++++ Entries provided ++++
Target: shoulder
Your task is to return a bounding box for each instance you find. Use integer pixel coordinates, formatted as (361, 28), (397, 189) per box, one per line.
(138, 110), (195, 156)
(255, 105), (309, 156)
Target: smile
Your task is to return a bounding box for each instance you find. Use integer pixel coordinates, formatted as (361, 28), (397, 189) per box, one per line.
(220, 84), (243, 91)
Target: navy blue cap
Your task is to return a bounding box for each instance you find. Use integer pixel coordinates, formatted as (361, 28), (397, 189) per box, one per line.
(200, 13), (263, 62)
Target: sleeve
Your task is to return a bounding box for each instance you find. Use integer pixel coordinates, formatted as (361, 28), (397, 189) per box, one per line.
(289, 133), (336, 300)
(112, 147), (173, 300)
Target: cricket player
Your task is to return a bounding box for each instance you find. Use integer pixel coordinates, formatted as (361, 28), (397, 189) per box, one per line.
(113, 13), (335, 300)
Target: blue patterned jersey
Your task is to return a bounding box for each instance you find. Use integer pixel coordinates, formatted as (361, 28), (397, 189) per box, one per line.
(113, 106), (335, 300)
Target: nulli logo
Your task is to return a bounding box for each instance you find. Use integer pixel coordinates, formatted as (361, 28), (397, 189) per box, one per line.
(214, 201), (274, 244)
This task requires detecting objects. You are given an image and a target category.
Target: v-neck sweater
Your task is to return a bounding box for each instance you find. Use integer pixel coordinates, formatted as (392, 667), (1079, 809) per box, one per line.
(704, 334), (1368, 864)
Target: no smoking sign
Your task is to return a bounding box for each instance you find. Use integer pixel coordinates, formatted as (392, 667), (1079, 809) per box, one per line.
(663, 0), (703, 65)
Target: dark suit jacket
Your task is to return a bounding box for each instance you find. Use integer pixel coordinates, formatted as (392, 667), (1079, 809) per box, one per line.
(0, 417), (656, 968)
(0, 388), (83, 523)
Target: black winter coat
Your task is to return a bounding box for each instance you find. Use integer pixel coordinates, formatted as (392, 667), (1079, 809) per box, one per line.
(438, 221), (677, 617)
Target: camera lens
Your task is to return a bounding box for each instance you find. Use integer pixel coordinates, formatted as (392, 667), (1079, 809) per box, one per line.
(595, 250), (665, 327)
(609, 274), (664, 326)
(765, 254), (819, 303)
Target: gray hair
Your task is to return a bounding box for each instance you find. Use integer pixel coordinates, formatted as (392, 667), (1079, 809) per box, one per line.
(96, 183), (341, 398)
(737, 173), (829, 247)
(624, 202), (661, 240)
++++
Aim of the exercise:
Every line above that includes the string "blue" needs to be copied.

Your response:
Target: navy blue cap
Target: blue patterned jersey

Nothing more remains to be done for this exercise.